**Dettagli esercizio**
Riporta le righe di tutte le voci seguenti come tabella Markdown con le colonne «Numero» e «Riga», omettendo le righe vuote. Escludi le immagini dalla risposta.

**Voci fornite**
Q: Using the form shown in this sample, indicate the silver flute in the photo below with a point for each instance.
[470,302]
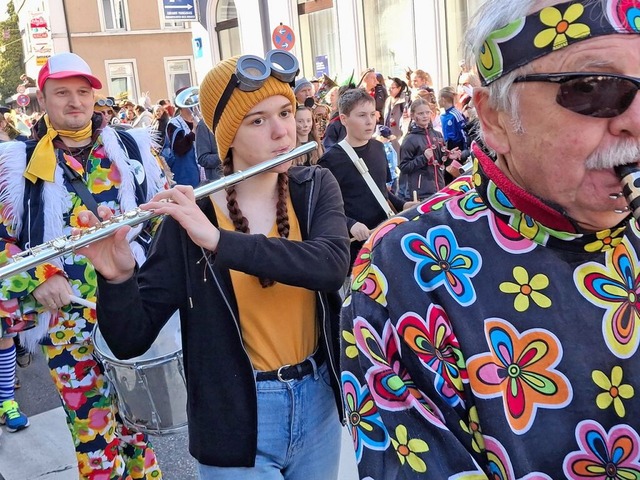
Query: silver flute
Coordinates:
[34,256]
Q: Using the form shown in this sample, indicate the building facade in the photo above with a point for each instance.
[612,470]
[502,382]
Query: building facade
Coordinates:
[127,43]
[344,36]
[134,51]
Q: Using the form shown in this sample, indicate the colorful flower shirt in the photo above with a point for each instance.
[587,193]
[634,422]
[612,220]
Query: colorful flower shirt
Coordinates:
[60,208]
[480,342]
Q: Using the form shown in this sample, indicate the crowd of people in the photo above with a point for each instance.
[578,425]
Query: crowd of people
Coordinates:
[451,272]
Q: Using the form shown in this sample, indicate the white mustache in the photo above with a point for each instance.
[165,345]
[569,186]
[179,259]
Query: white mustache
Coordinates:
[624,152]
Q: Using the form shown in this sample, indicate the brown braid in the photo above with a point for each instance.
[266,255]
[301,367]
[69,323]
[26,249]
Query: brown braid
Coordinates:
[241,224]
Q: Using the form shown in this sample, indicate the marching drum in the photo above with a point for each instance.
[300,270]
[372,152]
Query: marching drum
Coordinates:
[151,388]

**Risposta scritta**
| Numero | Riga |
|---|---|
| 1 | Q: Using the form shown in this sample, indicate the silver flute in the photo below with a point for each instance. |
| 2 | [470,302] |
| 3 | Query: silver flute |
| 4 | Coordinates: |
| 5 | [34,256] |
| 6 | Q: Using the form shown in this sample, indicate the building facade in the photo above with a point for each instance. |
| 7 | [612,470] |
| 8 | [502,382] |
| 9 | Query: building facade |
| 10 | Coordinates: |
| 11 | [127,43] |
| 12 | [344,36] |
| 13 | [134,51] |
| 14 | Q: Using the form shown in this sample, indicate the colorful flower shirt in the photo above with a point for each instance. |
| 15 | [587,193] |
| 16 | [634,422] |
| 17 | [612,220] |
| 18 | Query: colorful flower shirt |
| 19 | Coordinates: |
| 20 | [60,208] |
| 21 | [480,342] |
| 22 | Q: Using the form shown in this sample, indicate the crowd of people in the photo above with a point for each instance. |
| 23 | [578,425] |
| 24 | Query: crowd of people |
| 25 | Coordinates: |
| 26 | [451,272] |
| 27 | Q: Using the form shown in this sample, indicate the white mustache in the photo above with a point for each instance. |
| 28 | [165,345] |
| 29 | [569,186] |
| 30 | [179,259] |
| 31 | Query: white mustache |
| 32 | Coordinates: |
| 33 | [624,152] |
| 34 | Q: Using the form shown in this sample, indicate the brown braid in the photo above with a point for each instance. |
| 35 | [266,255] |
| 36 | [301,367] |
| 37 | [69,323] |
| 38 | [26,249] |
| 39 | Query: brown braid |
| 40 | Coordinates: |
| 41 | [241,224] |
| 42 | Q: Using the form shown in this sample, indicate the marching drum in the photo above with a point for each instance. |
| 43 | [300,270] |
| 44 | [372,152] |
| 45 | Query: marching drum |
| 46 | Coordinates: |
| 47 | [151,388] |